Exercise directions -
Lines from the beginning of the data through the line containing "sample | [660, 414]" are to be copied exactly, with no other line included.

Given information -
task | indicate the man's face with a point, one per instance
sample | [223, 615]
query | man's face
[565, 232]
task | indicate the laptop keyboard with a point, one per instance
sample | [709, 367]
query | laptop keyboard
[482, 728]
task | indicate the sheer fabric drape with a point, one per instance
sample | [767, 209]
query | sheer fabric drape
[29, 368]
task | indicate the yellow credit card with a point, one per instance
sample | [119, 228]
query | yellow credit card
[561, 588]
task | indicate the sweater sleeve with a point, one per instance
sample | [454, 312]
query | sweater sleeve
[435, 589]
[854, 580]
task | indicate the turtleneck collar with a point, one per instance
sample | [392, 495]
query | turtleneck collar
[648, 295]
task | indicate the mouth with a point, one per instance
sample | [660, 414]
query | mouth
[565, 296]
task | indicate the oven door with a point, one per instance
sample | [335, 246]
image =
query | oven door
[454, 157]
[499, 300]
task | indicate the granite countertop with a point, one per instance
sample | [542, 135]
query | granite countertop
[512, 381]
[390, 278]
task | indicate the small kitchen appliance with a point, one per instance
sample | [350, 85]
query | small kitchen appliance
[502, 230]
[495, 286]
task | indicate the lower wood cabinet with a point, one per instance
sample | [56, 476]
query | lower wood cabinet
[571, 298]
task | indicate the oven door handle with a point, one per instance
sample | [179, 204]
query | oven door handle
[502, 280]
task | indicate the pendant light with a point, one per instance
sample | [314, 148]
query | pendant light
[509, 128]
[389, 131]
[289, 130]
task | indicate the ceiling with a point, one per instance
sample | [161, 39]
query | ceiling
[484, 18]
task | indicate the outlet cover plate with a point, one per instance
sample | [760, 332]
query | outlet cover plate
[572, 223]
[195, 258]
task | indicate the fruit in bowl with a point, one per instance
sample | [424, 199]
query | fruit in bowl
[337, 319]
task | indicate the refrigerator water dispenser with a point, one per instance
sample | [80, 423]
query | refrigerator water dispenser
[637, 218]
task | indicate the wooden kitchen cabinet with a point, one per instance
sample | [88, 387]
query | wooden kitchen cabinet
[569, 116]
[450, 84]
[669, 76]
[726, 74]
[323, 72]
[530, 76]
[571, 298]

Problem solution -
task | indicate the man's face with a point, one per instance
sample | [223, 615]
query | man's face
[565, 232]
task | indicate the laptop keyboard with a point, one per instance
sample | [709, 367]
query | laptop keyboard
[482, 728]
task | indicate the sheer fabric drape with a point, one per instance
sample | [767, 209]
query | sheer fabric drape
[29, 368]
task | indicate the yellow credit card with a point, one per instance
sample | [119, 228]
query | yellow credit card
[561, 588]
task | indicate the sweater sleeve with a point, one per instance
sample | [454, 312]
query | sweater sleeve
[435, 589]
[854, 580]
task | indicate the turtleneck collar with a point, one per instance
sample | [392, 495]
query | turtleneck collar
[648, 295]
task | indicate the mouth with a point, one per instance
sample | [660, 414]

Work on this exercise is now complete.